Short problem => Rewrite the records below with every "Outputs" changed to "Returns" and everything else left as it is.

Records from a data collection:

═══

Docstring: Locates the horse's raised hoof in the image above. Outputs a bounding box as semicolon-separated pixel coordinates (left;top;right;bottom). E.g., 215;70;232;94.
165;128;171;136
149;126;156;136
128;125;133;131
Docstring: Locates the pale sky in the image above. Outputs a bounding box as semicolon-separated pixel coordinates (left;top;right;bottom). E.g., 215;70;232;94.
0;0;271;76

═══

Finished exercise =>
Docstring: Locates the horse's raised hoof in the image above. Returns a bounding box as semicolon-separated pixel coordinates (left;top;right;bottom). E.g., 215;70;232;94.
165;128;171;136
149;126;156;136
128;125;133;131
Docstring: Locates the pale sky in the image above. Returns a bounding box as semicolon-separated pixel coordinates (left;top;right;bottom). E.g., 215;70;232;94.
0;0;271;76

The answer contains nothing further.